WORK TO COMPLETE> Look through the data that follows and say how many of its lines contain "street", giving the number only.

━━━ SUPPLIED DATA ━━━

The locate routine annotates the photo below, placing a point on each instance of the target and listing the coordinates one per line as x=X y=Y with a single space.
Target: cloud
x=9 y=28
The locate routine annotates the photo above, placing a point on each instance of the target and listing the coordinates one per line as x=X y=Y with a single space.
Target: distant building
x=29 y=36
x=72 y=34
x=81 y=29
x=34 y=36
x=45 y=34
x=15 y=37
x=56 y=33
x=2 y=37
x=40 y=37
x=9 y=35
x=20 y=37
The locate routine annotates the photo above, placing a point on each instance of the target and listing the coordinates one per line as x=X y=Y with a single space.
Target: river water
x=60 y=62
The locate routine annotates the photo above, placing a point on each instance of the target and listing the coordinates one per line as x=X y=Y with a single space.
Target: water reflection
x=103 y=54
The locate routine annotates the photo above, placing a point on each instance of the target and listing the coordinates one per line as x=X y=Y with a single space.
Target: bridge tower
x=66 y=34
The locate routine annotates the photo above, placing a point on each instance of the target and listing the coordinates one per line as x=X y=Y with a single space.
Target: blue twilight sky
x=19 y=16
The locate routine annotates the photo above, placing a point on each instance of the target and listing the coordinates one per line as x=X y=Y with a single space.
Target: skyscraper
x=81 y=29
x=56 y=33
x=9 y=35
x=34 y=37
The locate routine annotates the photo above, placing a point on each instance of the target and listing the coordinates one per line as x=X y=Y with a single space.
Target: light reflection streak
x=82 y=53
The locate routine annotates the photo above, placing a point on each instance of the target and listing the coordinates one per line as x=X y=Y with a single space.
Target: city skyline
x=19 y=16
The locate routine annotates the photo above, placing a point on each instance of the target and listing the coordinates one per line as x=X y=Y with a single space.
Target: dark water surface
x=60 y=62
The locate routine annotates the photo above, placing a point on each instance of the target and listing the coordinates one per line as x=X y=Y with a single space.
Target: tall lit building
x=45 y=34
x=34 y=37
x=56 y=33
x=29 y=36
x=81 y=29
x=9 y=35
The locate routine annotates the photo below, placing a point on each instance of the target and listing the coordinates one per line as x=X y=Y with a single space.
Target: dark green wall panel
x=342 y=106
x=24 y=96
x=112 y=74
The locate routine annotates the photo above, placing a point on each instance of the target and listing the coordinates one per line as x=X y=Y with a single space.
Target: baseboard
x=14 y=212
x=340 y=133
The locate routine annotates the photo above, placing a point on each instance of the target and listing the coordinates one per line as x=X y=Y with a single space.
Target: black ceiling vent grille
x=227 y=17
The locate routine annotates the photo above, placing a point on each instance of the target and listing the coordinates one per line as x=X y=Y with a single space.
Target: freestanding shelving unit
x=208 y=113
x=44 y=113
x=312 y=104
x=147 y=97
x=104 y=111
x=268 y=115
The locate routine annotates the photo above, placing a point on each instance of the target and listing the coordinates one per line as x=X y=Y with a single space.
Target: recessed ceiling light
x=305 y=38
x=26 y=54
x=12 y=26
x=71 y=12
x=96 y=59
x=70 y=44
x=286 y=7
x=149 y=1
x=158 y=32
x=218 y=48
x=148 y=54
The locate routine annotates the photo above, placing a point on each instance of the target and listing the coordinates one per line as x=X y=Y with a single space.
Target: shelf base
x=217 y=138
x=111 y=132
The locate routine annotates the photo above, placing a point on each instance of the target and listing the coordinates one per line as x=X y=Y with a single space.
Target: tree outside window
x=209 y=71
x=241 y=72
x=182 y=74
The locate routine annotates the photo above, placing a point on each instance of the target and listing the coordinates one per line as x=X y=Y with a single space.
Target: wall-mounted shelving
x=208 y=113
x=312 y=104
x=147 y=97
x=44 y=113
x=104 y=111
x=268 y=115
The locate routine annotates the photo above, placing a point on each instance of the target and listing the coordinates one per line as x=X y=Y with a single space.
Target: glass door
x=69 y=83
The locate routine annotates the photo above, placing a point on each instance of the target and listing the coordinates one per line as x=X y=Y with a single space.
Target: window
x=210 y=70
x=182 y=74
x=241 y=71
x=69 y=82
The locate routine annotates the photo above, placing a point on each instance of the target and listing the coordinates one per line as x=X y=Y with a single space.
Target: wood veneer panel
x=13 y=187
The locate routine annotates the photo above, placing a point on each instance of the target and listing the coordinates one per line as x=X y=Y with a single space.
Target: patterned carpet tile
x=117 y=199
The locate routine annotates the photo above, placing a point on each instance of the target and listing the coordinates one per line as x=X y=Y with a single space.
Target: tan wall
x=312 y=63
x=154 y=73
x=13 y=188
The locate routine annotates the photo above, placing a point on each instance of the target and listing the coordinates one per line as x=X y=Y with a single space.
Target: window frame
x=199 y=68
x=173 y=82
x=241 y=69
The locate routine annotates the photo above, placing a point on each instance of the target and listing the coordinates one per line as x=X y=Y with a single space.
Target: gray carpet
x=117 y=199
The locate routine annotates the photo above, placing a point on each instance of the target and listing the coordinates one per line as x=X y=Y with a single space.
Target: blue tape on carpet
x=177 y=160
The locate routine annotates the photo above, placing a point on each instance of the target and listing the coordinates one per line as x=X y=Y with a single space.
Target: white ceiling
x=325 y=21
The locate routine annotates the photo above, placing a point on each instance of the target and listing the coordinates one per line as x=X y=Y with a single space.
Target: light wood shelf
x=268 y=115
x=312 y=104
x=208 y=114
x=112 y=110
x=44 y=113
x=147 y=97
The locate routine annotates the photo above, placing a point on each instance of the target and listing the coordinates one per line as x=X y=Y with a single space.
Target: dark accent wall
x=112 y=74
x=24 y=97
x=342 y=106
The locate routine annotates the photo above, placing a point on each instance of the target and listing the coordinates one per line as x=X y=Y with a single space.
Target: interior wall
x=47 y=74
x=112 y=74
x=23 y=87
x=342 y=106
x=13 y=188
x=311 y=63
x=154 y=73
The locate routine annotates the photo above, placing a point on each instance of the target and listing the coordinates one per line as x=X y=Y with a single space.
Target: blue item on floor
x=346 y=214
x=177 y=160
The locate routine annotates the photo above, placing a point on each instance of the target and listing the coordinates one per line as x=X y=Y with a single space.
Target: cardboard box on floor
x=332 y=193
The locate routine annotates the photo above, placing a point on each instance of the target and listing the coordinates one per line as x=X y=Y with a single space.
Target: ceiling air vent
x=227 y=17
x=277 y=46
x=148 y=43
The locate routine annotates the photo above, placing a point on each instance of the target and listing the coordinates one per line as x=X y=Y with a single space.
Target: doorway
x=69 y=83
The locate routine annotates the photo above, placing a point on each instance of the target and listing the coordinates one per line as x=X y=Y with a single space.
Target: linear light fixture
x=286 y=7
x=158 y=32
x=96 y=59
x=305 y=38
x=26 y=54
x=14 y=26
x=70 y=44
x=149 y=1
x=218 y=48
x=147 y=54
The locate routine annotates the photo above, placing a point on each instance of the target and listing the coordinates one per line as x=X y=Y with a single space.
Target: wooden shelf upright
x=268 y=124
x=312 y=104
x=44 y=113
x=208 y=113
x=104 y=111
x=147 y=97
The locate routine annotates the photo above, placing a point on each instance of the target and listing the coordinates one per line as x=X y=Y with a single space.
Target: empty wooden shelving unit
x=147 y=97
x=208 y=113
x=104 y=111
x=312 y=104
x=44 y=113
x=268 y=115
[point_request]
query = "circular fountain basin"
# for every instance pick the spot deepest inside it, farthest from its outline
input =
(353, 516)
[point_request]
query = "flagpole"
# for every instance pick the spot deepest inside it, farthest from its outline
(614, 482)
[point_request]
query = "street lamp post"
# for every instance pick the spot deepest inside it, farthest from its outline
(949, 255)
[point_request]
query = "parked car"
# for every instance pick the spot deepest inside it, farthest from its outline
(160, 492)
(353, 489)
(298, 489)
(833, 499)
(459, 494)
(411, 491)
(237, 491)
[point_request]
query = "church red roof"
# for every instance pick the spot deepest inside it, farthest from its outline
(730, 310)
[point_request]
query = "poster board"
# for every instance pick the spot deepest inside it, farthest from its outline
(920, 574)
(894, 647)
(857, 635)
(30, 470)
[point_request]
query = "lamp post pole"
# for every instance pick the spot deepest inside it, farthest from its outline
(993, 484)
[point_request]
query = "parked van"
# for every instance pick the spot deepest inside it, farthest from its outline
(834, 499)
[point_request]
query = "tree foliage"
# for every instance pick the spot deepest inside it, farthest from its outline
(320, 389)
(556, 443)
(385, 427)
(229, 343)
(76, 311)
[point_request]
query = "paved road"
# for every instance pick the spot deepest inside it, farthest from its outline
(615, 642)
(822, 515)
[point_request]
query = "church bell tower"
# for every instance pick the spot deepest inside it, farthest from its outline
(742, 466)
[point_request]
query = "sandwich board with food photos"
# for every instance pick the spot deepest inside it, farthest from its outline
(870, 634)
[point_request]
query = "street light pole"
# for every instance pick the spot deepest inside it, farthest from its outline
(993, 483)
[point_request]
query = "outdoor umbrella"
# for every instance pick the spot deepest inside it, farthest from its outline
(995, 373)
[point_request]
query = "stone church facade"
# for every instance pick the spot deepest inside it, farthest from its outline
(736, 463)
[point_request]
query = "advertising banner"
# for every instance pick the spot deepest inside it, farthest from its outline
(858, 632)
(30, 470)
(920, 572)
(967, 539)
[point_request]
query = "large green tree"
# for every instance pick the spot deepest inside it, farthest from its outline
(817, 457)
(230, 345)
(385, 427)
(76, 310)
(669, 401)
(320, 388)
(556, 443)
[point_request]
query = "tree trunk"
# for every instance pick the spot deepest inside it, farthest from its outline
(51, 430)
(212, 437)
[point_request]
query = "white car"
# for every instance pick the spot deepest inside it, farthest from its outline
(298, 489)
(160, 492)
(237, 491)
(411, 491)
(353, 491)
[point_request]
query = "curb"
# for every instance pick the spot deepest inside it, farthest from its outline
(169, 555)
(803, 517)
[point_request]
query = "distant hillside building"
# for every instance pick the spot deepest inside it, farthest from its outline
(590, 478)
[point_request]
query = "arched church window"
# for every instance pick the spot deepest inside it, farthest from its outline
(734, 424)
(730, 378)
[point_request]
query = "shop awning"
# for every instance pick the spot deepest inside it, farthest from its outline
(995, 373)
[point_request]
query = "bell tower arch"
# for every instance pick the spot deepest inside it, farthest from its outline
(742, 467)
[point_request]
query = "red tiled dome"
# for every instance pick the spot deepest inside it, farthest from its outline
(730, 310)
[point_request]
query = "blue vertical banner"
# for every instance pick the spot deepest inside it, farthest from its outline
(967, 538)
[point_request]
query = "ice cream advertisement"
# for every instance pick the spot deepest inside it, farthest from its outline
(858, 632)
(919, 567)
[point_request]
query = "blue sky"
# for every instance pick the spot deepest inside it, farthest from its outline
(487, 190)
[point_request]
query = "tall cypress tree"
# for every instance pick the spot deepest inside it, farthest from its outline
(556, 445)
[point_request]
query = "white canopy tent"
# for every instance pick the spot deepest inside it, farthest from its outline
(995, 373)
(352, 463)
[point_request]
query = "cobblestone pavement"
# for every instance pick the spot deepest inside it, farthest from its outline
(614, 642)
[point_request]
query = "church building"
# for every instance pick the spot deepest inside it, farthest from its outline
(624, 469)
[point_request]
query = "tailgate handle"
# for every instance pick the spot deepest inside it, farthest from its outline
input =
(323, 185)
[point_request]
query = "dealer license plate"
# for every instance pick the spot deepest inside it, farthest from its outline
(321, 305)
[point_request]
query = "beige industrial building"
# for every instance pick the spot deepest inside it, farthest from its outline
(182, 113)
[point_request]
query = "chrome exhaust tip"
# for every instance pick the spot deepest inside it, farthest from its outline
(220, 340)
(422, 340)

━━━

ANSWER AREA> 2